Data excerpts:

◇ ◇ ◇ ◇ ◇

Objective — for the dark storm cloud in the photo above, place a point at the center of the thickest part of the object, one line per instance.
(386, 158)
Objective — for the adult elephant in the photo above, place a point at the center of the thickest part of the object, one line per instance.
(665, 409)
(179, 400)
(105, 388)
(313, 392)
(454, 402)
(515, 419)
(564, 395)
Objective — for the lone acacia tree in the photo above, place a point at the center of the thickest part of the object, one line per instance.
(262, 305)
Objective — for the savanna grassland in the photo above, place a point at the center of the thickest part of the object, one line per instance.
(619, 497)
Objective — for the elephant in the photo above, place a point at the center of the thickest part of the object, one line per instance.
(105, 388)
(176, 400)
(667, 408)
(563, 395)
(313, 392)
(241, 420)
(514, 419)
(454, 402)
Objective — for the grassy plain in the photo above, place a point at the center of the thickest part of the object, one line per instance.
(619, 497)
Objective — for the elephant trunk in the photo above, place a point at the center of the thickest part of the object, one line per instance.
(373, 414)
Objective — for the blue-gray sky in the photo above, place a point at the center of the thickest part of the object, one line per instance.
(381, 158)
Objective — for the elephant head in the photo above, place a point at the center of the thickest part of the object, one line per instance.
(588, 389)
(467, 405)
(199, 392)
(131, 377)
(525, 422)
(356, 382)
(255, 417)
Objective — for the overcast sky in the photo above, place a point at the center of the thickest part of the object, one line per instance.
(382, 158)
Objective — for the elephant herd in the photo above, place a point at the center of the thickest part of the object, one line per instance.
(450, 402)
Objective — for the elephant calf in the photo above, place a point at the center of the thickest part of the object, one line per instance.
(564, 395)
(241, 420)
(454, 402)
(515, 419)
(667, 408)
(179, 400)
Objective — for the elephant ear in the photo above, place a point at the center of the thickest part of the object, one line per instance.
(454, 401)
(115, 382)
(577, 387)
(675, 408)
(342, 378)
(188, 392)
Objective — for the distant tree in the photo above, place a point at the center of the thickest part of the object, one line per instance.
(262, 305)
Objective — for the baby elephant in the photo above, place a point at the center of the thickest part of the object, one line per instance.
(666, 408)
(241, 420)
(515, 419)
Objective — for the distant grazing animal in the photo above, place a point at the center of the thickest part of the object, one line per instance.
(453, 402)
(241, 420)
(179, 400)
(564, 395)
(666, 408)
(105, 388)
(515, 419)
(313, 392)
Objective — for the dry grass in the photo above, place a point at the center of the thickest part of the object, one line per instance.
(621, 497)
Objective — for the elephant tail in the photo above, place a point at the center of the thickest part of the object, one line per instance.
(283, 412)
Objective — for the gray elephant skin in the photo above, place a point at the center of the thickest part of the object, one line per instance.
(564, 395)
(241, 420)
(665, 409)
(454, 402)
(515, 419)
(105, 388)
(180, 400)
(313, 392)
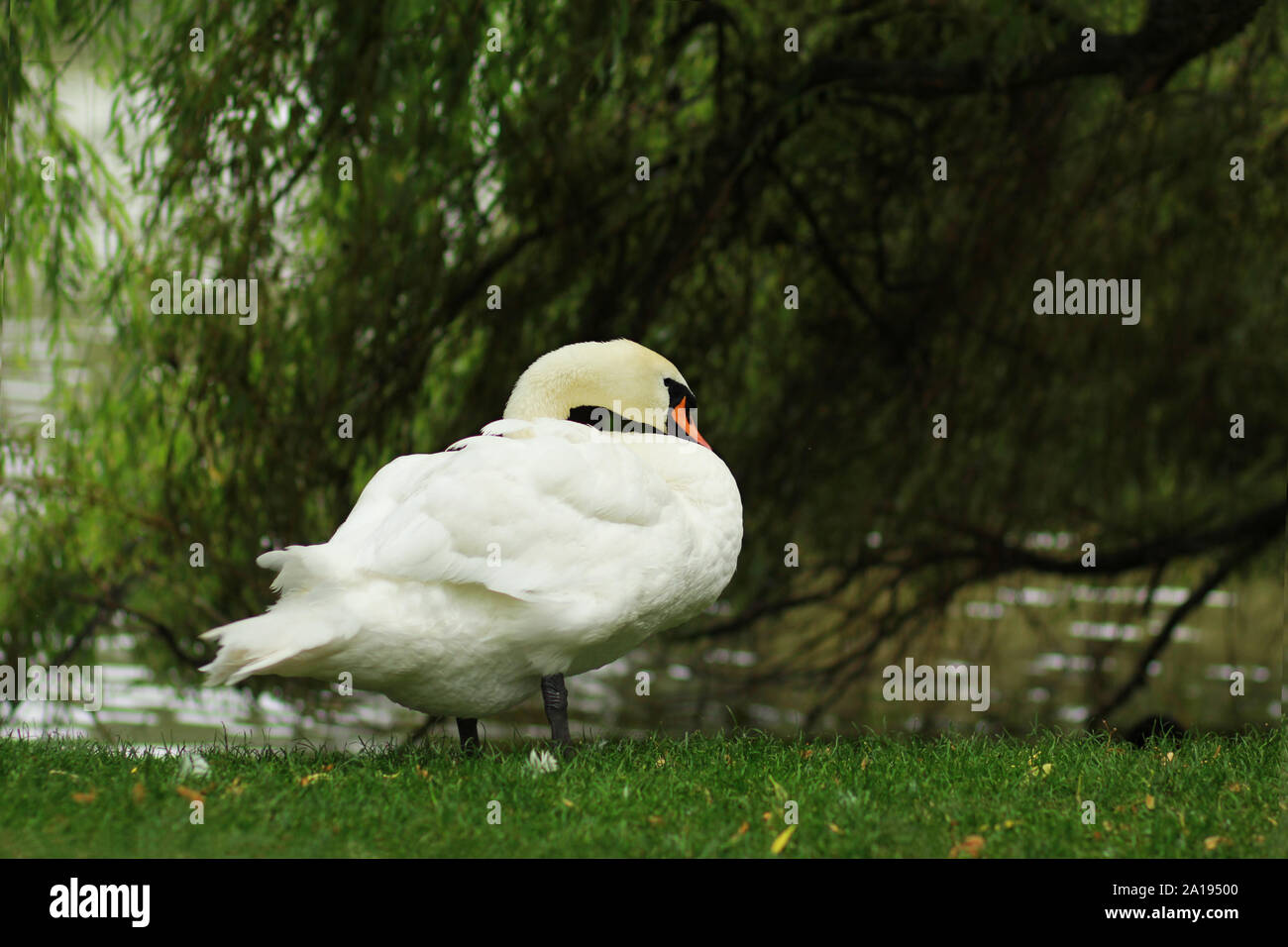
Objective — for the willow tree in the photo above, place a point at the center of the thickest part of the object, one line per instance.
(833, 219)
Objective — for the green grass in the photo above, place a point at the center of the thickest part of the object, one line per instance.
(706, 795)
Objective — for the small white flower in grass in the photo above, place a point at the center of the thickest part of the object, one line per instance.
(192, 764)
(542, 762)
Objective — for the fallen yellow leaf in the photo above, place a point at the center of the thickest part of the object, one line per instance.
(781, 841)
(970, 847)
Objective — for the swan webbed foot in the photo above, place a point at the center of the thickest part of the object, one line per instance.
(468, 728)
(554, 694)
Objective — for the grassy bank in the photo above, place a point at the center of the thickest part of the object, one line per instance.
(711, 795)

◇ ◇ ◇ ◇ ◇

* [Task item] All lines above must be repeated exactly, and the pictures must be omitted.

* [Task result]
Objective — for the dark storm cloud in the photo above, place a point at the center of the thickest part of the object, one line per instance.
(386, 158)
Objective — for the adult elephant in the photo above, place a point at the center of the thickest part of the object, one line per instance.
(665, 409)
(179, 400)
(105, 388)
(313, 392)
(454, 402)
(515, 419)
(564, 395)
Objective — for the lone acacia tree in the photo above, place a point at the center of the thickest part of the object, one line per instance.
(262, 305)
Objective — for the savanna grassland in the photo above, place a point at the center of the thickest part of the object, one line per instance.
(619, 497)
Objective — for the elephant in the photo above, place a point at the center of the thickest part of the object, one line per instance.
(105, 388)
(176, 400)
(667, 408)
(563, 395)
(313, 392)
(241, 420)
(514, 419)
(454, 402)
Objective — for the grassy plain in the photo above, place a point at the center of the thickest part of the object, one line per instance.
(619, 497)
Objective — for the elephant trunk in the photo above, place a point at the center of the thickest part of the object, one line per instance.
(373, 414)
Objective — for the blue-gray sky in the photo above, place a point at the center of the thickest part of the object, one line per instance.
(381, 158)
Objective — for the elephant head in the photo above, place a point at the center of the thickest part of the object, one line per instance.
(588, 389)
(467, 405)
(199, 392)
(131, 377)
(525, 422)
(356, 382)
(255, 417)
Objective — for the overcast sky in the photo above, place a point at the center of the thickest part of the object, one line per instance.
(382, 158)
Objective — for the elephant herd in the photo above, place a point at the center of the thickest part of the object, one line per instance.
(450, 402)
Objective — for the elephant calf in the photo above, place a point at the center of the thickest part of the object, one line per instance.
(564, 395)
(241, 420)
(454, 402)
(515, 419)
(667, 408)
(179, 400)
Objective — for the elephant ear in the photo above, place a point at the center of the thickest part of the object, one line per instance.
(454, 401)
(115, 382)
(577, 387)
(675, 408)
(342, 378)
(188, 392)
Objective — for the distant tree in the photo above, place a point at the center of the thickest part of the object, one line per instance.
(262, 305)
Objective — for the baby elephant in the photo above, place a point at the center of the thickest part of the object, one line per instance.
(666, 408)
(241, 420)
(515, 419)
Objective — for the distant grazing animal in the photo above, place a point at the center of the thickest part of the object, one line per instance.
(453, 402)
(241, 420)
(179, 400)
(564, 395)
(666, 408)
(105, 388)
(515, 419)
(313, 392)
Objective — for the dry grass in the photo above, place a point at the center of the thickest part of the object, one line per instance.
(621, 497)
Objective — for the elephant tail in the photo above, place a point at the center of the thickest part of the object, one line per instance.
(283, 412)
Objective — for the gray elephant skin in the photo above, place a point at the center of the thickest part of the object, one line per instance.
(564, 395)
(241, 420)
(665, 409)
(454, 402)
(515, 419)
(105, 388)
(180, 400)
(313, 392)
Objective — for the willow tree in the photo above, place a point at the center of the thickest part of the object, one line per instance.
(833, 219)
Objective — for the green grass in the photo above, place a point at the center of the thickest part of the object, one line per instance.
(706, 795)
Objective — for the small white flower in grass in the photo above, place a point at the center of the thickest part of the object, one line per instance.
(192, 764)
(542, 762)
Objective — for the fallen yellow leaf in the photo above, place a point at the center of the thickest part of the object, one line per instance.
(781, 841)
(970, 847)
Objective — for the swan webbed foot in the photo above, place a point at the center of the thickest part of the object, one line per instance.
(468, 728)
(554, 694)
Objective — for the grassy bank in the photo above, place a point at the center of the thickest part of the object, one line per instance.
(711, 795)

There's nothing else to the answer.